» **WHAT IS NEEDED**: Nothing in the records may change. Output them all exactly.

» **DATASET RECORDS**:
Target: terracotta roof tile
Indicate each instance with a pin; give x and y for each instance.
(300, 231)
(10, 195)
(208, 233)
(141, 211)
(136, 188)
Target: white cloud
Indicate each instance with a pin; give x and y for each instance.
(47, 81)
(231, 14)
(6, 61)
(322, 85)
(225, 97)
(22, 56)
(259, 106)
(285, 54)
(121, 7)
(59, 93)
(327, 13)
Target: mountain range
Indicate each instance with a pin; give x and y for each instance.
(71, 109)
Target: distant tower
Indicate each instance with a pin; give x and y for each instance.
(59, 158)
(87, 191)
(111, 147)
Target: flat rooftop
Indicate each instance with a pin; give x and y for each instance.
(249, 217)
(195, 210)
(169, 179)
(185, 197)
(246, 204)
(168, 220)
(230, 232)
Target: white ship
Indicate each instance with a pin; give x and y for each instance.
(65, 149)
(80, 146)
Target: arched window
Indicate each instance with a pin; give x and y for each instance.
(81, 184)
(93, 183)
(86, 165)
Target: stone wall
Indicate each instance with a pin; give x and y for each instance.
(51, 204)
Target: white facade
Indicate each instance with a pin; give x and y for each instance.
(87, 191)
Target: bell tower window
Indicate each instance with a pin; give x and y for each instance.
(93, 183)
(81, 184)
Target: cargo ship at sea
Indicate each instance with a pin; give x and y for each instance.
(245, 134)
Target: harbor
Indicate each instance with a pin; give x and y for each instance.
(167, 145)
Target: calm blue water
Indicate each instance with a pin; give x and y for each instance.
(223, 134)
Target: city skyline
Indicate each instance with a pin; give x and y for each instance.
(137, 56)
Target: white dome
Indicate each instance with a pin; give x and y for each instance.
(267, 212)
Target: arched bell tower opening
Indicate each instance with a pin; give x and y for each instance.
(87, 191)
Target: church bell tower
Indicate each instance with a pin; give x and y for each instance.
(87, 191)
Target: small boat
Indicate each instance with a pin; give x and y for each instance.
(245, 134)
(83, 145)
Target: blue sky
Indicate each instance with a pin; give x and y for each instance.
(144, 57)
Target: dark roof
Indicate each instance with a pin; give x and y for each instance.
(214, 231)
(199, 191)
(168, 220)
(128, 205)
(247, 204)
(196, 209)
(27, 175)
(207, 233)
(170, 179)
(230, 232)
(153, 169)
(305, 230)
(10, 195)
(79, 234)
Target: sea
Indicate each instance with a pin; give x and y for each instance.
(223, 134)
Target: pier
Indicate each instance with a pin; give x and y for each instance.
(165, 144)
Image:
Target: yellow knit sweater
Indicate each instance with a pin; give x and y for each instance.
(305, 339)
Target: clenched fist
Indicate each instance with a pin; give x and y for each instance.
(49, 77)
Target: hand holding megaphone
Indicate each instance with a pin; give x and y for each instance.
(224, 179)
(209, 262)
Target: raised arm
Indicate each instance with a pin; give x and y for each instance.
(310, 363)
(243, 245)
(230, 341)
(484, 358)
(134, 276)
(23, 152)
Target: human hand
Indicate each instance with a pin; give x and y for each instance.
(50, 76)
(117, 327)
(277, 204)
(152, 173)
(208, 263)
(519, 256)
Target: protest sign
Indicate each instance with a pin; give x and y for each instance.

» **WRITTEN ANSWER**:
Target: terracotta roof tile
Indicate each instance with a pin; give x and y for each instance.
(300, 231)
(10, 195)
(208, 233)
(141, 211)
(136, 188)
Target: white cloud
Indicate each instance with a pin; give x and y for each instance.
(47, 81)
(231, 14)
(6, 61)
(322, 85)
(225, 97)
(22, 56)
(259, 106)
(285, 54)
(121, 7)
(59, 93)
(327, 13)
Target: mountain range
Indicate each instance with a pin; give x and y for each instance.
(71, 109)
Target: distant tower
Indicate each instance with a pin; give x and y for each instance.
(59, 158)
(87, 191)
(111, 147)
Target: flat rooftop
Indicate each instance with a pin; give x and y for each instance.
(249, 217)
(195, 210)
(169, 179)
(185, 197)
(246, 204)
(168, 220)
(230, 232)
Target: white ship
Indicate each instance with a pin; give x and y for each instance.
(65, 149)
(80, 146)
Target: arched window
Indicate each instance with a pin; give x and y for each instance.
(81, 184)
(93, 183)
(86, 165)
Target: stone wall
Indicate each instance with a pin; give x and y for each instance.
(51, 204)
Target: white facade
Indicate each instance with a pin; give x and y for each instance.
(87, 191)
Target: bell tower window
Indicate each instance with a pin; give x and y for each instance.
(93, 183)
(81, 184)
Target: cargo ship at sea
Indicate each instance with a pin; give x and y for each instance.
(245, 134)
Target: harbor
Indicate each instance with a pin; give x and y for each instance.
(167, 145)
Target: calm blue water
Indicate each instance with a pin; give x and y for each instance.
(223, 134)
Target: city skyline
Indicate each instance with a pin; give x and y for each instance.
(137, 56)
Target: white dome
Indicate each instance with a pin; give x and y for each instance.
(267, 212)
Target: arched bell tower opening
Indicate each instance with a pin; give x and y for each instance.
(87, 191)
Target: church bell tower
Indicate each instance with a pin; give x and y for each instance.
(87, 191)
Target: small boat
Indicate each instance with a pin; give x and y for each instance.
(245, 134)
(83, 145)
Target: blue sky
Indicate each instance with a pin; give x and y for each instance.
(144, 57)
Target: dark roof
Indicate each instance with a pin; give x and y for each instance.
(214, 231)
(199, 191)
(168, 220)
(128, 205)
(247, 204)
(196, 209)
(27, 175)
(207, 233)
(170, 179)
(230, 232)
(153, 169)
(305, 230)
(10, 195)
(79, 234)
Target: sea
Indicate each instance with a pin; give x and y for each instance.
(223, 134)
Target: pier
Indicate each instance with a pin; give x and y for each instance.
(165, 144)
Image:
Target: yellow knit sweater
Indicate each instance with a pin; give x and y for each instance.
(305, 339)
Target: clenched fist
Indicate each instance with a pin; give x and y for each instance.
(49, 77)
Target: hand holding megaphone
Indicate each instance with a pin; give x and y for each instance.
(224, 179)
(209, 262)
Target: raised arm
Indicate each instance with a pin; give x and y for each instance.
(310, 363)
(243, 245)
(230, 341)
(484, 358)
(134, 276)
(23, 152)
Target: human hand
Indicate each instance with a pin; give x and y for each instance.
(50, 76)
(117, 327)
(277, 204)
(152, 173)
(208, 263)
(519, 256)
Target: protest sign
Indicate each instance with a pin; give x and y for each instance.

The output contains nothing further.